_The records_
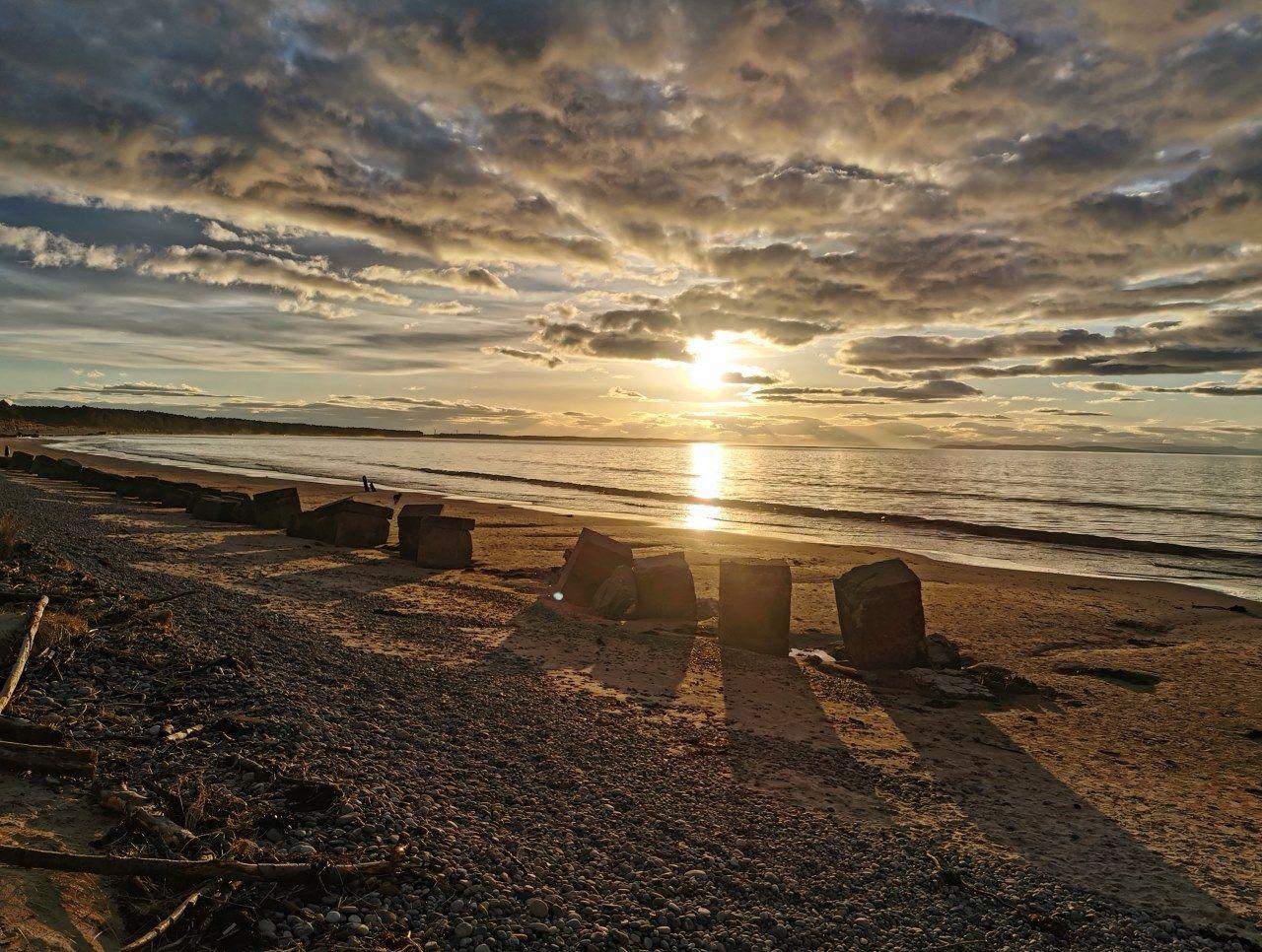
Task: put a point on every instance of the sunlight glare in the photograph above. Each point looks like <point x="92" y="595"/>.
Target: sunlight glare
<point x="707" y="464"/>
<point x="712" y="359"/>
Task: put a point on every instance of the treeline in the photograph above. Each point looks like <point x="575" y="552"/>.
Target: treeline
<point x="33" y="419"/>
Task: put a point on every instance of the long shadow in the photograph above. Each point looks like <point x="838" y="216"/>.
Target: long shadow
<point x="1019" y="804"/>
<point x="648" y="664"/>
<point x="780" y="738"/>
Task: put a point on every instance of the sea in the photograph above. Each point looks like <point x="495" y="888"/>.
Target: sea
<point x="1190" y="518"/>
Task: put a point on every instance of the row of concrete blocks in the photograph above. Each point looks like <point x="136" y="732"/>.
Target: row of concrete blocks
<point x="427" y="537"/>
<point x="878" y="605"/>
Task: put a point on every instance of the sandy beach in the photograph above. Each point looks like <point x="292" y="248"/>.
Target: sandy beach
<point x="632" y="776"/>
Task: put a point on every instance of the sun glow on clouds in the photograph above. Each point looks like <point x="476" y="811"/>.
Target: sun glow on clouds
<point x="712" y="359"/>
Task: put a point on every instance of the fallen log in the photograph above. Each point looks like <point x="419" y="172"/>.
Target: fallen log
<point x="135" y="808"/>
<point x="153" y="867"/>
<point x="19" y="663"/>
<point x="26" y="733"/>
<point x="62" y="761"/>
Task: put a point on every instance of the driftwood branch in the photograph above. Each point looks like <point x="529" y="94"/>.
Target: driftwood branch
<point x="66" y="762"/>
<point x="19" y="662"/>
<point x="154" y="867"/>
<point x="172" y="918"/>
<point x="24" y="733"/>
<point x="135" y="808"/>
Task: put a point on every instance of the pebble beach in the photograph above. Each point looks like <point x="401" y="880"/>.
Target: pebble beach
<point x="554" y="781"/>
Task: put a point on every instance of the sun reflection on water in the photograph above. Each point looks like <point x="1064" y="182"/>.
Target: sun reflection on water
<point x="707" y="472"/>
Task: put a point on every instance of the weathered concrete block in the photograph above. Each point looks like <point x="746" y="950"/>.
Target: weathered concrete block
<point x="354" y="530"/>
<point x="664" y="587"/>
<point x="753" y="598"/>
<point x="445" y="542"/>
<point x="615" y="598"/>
<point x="592" y="560"/>
<point x="882" y="617"/>
<point x="355" y="506"/>
<point x="213" y="509"/>
<point x="276" y="509"/>
<point x="303" y="526"/>
<point x="410" y="517"/>
<point x="176" y="496"/>
<point x="154" y="490"/>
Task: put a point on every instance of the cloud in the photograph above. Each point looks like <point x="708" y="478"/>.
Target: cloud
<point x="549" y="361"/>
<point x="928" y="392"/>
<point x="464" y="279"/>
<point x="208" y="265"/>
<point x="48" y="249"/>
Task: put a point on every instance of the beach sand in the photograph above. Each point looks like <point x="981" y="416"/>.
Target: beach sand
<point x="1149" y="794"/>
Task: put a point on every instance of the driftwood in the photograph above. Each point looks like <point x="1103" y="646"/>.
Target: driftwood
<point x="26" y="733"/>
<point x="154" y="867"/>
<point x="63" y="761"/>
<point x="172" y="918"/>
<point x="135" y="808"/>
<point x="19" y="663"/>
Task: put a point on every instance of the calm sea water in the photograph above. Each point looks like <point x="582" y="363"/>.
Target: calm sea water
<point x="1146" y="515"/>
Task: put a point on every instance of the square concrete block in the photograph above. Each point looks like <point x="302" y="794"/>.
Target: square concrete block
<point x="881" y="616"/>
<point x="355" y="530"/>
<point x="664" y="587"/>
<point x="445" y="542"/>
<point x="213" y="509"/>
<point x="355" y="506"/>
<point x="276" y="509"/>
<point x="753" y="598"/>
<point x="410" y="517"/>
<point x="592" y="560"/>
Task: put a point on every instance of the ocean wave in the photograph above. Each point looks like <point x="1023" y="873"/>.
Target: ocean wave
<point x="818" y="512"/>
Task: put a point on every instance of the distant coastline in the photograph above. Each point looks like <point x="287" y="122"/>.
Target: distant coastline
<point x="35" y="420"/>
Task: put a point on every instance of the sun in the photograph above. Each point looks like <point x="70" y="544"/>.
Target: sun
<point x="712" y="359"/>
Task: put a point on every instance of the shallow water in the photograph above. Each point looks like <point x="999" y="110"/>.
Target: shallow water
<point x="1148" y="515"/>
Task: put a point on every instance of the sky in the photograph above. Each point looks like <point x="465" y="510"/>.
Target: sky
<point x="787" y="221"/>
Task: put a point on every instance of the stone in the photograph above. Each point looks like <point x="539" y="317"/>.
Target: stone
<point x="664" y="587"/>
<point x="179" y="495"/>
<point x="354" y="506"/>
<point x="213" y="509"/>
<point x="154" y="490"/>
<point x="445" y="542"/>
<point x="592" y="560"/>
<point x="615" y="598"/>
<point x="276" y="509"/>
<point x="949" y="685"/>
<point x="943" y="652"/>
<point x="881" y="616"/>
<point x="753" y="598"/>
<point x="409" y="526"/>
<point x="354" y="530"/>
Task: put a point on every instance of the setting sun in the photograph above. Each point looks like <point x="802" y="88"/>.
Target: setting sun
<point x="712" y="359"/>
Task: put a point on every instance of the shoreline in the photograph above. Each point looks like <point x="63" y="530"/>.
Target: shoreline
<point x="323" y="490"/>
<point x="1144" y="794"/>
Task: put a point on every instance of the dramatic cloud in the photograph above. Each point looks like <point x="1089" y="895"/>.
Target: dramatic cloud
<point x="549" y="361"/>
<point x="942" y="193"/>
<point x="48" y="249"/>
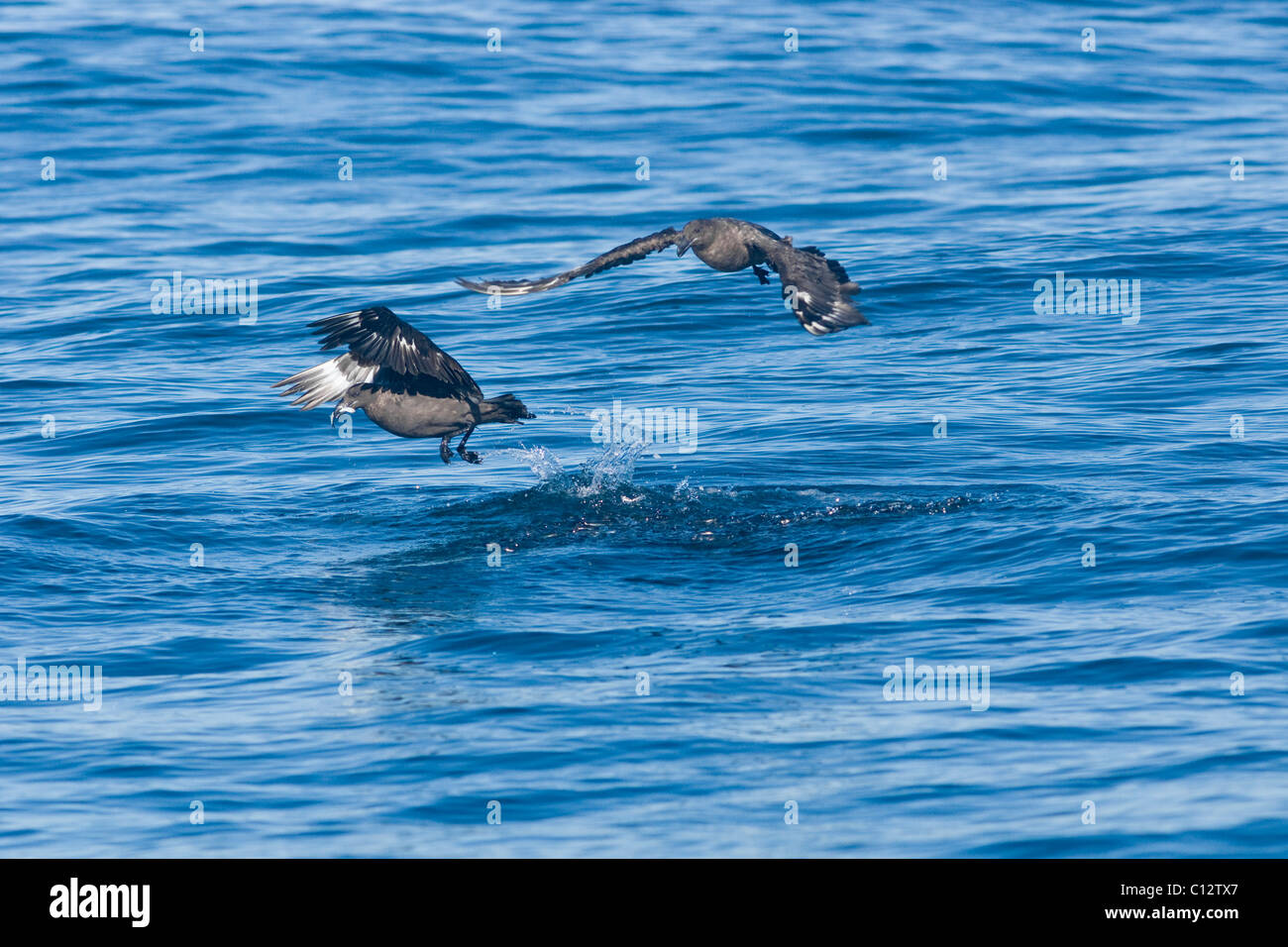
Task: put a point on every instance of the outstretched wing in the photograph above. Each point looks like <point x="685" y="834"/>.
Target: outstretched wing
<point x="816" y="287"/>
<point x="617" y="257"/>
<point x="382" y="351"/>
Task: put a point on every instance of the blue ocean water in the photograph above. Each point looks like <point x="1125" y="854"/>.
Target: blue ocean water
<point x="233" y="565"/>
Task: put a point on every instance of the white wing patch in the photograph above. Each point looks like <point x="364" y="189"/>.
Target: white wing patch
<point x="327" y="381"/>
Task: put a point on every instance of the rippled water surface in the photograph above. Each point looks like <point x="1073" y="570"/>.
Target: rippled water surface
<point x="231" y="562"/>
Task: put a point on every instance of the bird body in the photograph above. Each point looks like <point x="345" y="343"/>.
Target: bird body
<point x="402" y="380"/>
<point x="814" y="287"/>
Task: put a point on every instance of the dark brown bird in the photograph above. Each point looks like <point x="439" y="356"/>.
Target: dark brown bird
<point x="403" y="381"/>
<point x="814" y="287"/>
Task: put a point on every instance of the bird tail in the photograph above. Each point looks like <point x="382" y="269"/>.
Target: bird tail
<point x="505" y="410"/>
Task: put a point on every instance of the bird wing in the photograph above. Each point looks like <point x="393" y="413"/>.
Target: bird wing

_Task to carry out_
Each entry above should be restated word for word, though no picture may appear in the copy.

_Task output_
Task: put a point on every instance of the sunlight glare in the photograph above. Each point looks like <point x="92" y="595"/>.
Target: sunlight glare
<point x="707" y="464"/>
<point x="712" y="359"/>
Task: put a point on every instance of the treeline in the photograph above. Each point looks like <point x="575" y="552"/>.
Target: treeline
<point x="33" y="419"/>
Task: put a point on every instance of the long shadow in the photograph above. Each point looks like <point x="838" y="216"/>.
Target: long shadow
<point x="1019" y="804"/>
<point x="648" y="664"/>
<point x="780" y="738"/>
Task: put a point on every instance of the sea in the photograph above. Each point looks like <point x="495" y="888"/>.
Target: sea
<point x="1190" y="518"/>
Task: put a point on every instance of the row of concrete blocks in the photograph above. Each point looks like <point x="136" y="732"/>.
Target: row of concrete blocks
<point x="427" y="537"/>
<point x="878" y="605"/>
Task: put a point on every instance of the sandy beach in the photograph above. Each point looks like <point x="292" y="248"/>.
Target: sandy beach
<point x="632" y="776"/>
Task: put a point on every instance of the sun glow on clouds in the photograph above. Each point looks like <point x="476" y="811"/>.
Target: sun glow on clouds
<point x="712" y="359"/>
Task: put a point on every instance of the fallen log in the photograph above. Each point looks like <point x="419" y="172"/>.
Target: fallen log
<point x="135" y="808"/>
<point x="153" y="867"/>
<point x="19" y="663"/>
<point x="26" y="733"/>
<point x="62" y="761"/>
Task: put a point on every instance of the driftwood branch in the photograph above. Each point looks like <point x="529" y="94"/>.
Target: driftwood branch
<point x="66" y="762"/>
<point x="19" y="662"/>
<point x="154" y="867"/>
<point x="172" y="918"/>
<point x="24" y="733"/>
<point x="135" y="808"/>
Task: put a point on every instance of the pebble beach in the photograph above. Each point looks like <point x="401" y="880"/>.
Target: pebble beach
<point x="554" y="781"/>
Task: put a point on every instance of the sun reflection on water in the photograph above. Each point looks like <point x="1064" y="182"/>.
Target: sun reflection on water
<point x="707" y="472"/>
Task: put a point on every instance of the weathered concrete block in the photograph above. Each point looks like <point x="746" y="950"/>.
Target: weathered concrete block
<point x="354" y="530"/>
<point x="664" y="587"/>
<point x="753" y="598"/>
<point x="445" y="542"/>
<point x="615" y="598"/>
<point x="592" y="560"/>
<point x="882" y="617"/>
<point x="355" y="506"/>
<point x="213" y="509"/>
<point x="276" y="509"/>
<point x="303" y="526"/>
<point x="410" y="517"/>
<point x="176" y="496"/>
<point x="154" y="490"/>
Task: put a point on every instance of the cloud in the photograph above. Each point looks like <point x="708" y="478"/>.
Target: cloud
<point x="549" y="361"/>
<point x="928" y="392"/>
<point x="464" y="279"/>
<point x="208" y="265"/>
<point x="48" y="249"/>
Task: put a point on every instance of the beach sand in the photograph above. Each point looks like <point x="981" y="416"/>.
Target: beach sand
<point x="1149" y="794"/>
Task: put a point on every instance of the driftwood in the photograph above. Each point looks like <point x="1103" y="646"/>.
Target: driftwood
<point x="26" y="733"/>
<point x="154" y="867"/>
<point x="63" y="761"/>
<point x="172" y="918"/>
<point x="135" y="808"/>
<point x="19" y="663"/>
Task: put a point on every instance of the calm sea water in the photograph above. Each point looks like <point x="582" y="363"/>.
Target: calm sea water
<point x="1146" y="515"/>
Task: put a point on every instance of the square concrete block in the photograph above. Each point looks like <point x="302" y="794"/>.
Target: square concrete block
<point x="881" y="616"/>
<point x="355" y="530"/>
<point x="664" y="587"/>
<point x="445" y="542"/>
<point x="213" y="509"/>
<point x="355" y="506"/>
<point x="276" y="509"/>
<point x="753" y="598"/>
<point x="410" y="517"/>
<point x="592" y="560"/>
Task: put a point on every instance of the ocean wave in the photograph above. Each point looks like <point x="1023" y="873"/>.
Target: ocean wave
<point x="818" y="512"/>
Task: put a point on every instance of the distant coastline in the photograph above. Each point looks like <point x="287" y="122"/>.
Target: distant coastline
<point x="35" y="420"/>
Task: put a point on every instance of the sun in the photograph above. Each point looks like <point x="70" y="544"/>.
Target: sun
<point x="712" y="359"/>
Task: put a point on every instance of the shallow water in the photograph above. Each point looks like <point x="999" y="110"/>.
Target: shallow water
<point x="1148" y="515"/>
Task: put a point on every instance of the sky in the photograph above. Each point looks like <point x="465" y="510"/>.
Target: sky
<point x="787" y="221"/>
Task: put a point on every instance of the stone in the photograph above. Each point looks like <point x="539" y="317"/>.
Target: stone
<point x="664" y="587"/>
<point x="179" y="495"/>
<point x="354" y="506"/>
<point x="213" y="509"/>
<point x="154" y="490"/>
<point x="445" y="542"/>
<point x="592" y="560"/>
<point x="615" y="598"/>
<point x="276" y="509"/>
<point x="949" y="685"/>
<point x="943" y="652"/>
<point x="881" y="616"/>
<point x="753" y="598"/>
<point x="409" y="526"/>
<point x="354" y="530"/>
Task: put a point on every instance of the setting sun in the photograph above. Each point looks like <point x="802" y="88"/>.
Target: setting sun
<point x="712" y="359"/>
Task: put a point on every instance of the shoreline in the photograph above. Each point looks like <point x="63" y="530"/>.
Target: shoreline
<point x="323" y="490"/>
<point x="1144" y="794"/>
Task: put a point on every instance of the dramatic cloud in the photograph above. Each point looks like <point x="1089" y="895"/>.
Target: dramatic cloud
<point x="549" y="361"/>
<point x="942" y="193"/>
<point x="48" y="249"/>
Task: put a point on every instance of the outstretched wing in the photograph above. Each point looks like <point x="685" y="834"/>.
Target: outstretched wing
<point x="816" y="287"/>
<point x="617" y="257"/>
<point x="382" y="351"/>
Task: put a point on every instance of the blue ocean water in the photograph above. Each point looks like <point x="1125" y="854"/>.
Target: blue ocean water
<point x="233" y="565"/>
Task: put a point on every instance of the white wing patch in the photograph above. Each point looks like <point x="364" y="189"/>.
Target: white wing patch
<point x="327" y="381"/>
Task: put a point on every instance of the rippled water surface in the photograph above. Each point looks like <point x="1073" y="570"/>.
Target: rippled water surface
<point x="231" y="562"/>
Task: put a point on every instance of the bird body in the photograph above. Each point looks like <point x="345" y="343"/>.
Target: bird body
<point x="402" y="380"/>
<point x="814" y="287"/>
Task: put a point on every instance of the dark brown bird in the photograph above. Each point looks like <point x="439" y="356"/>.
Target: dark brown bird
<point x="403" y="381"/>
<point x="814" y="287"/>
Task: put a point on every instance of the bird tail in the photograph above. Each point looks like <point x="382" y="269"/>.
Target: bird tail
<point x="505" y="410"/>
Task: put a point on every instance of the bird wing in the photograph above. Each point looks like <point x="393" y="413"/>.
Target: bird wing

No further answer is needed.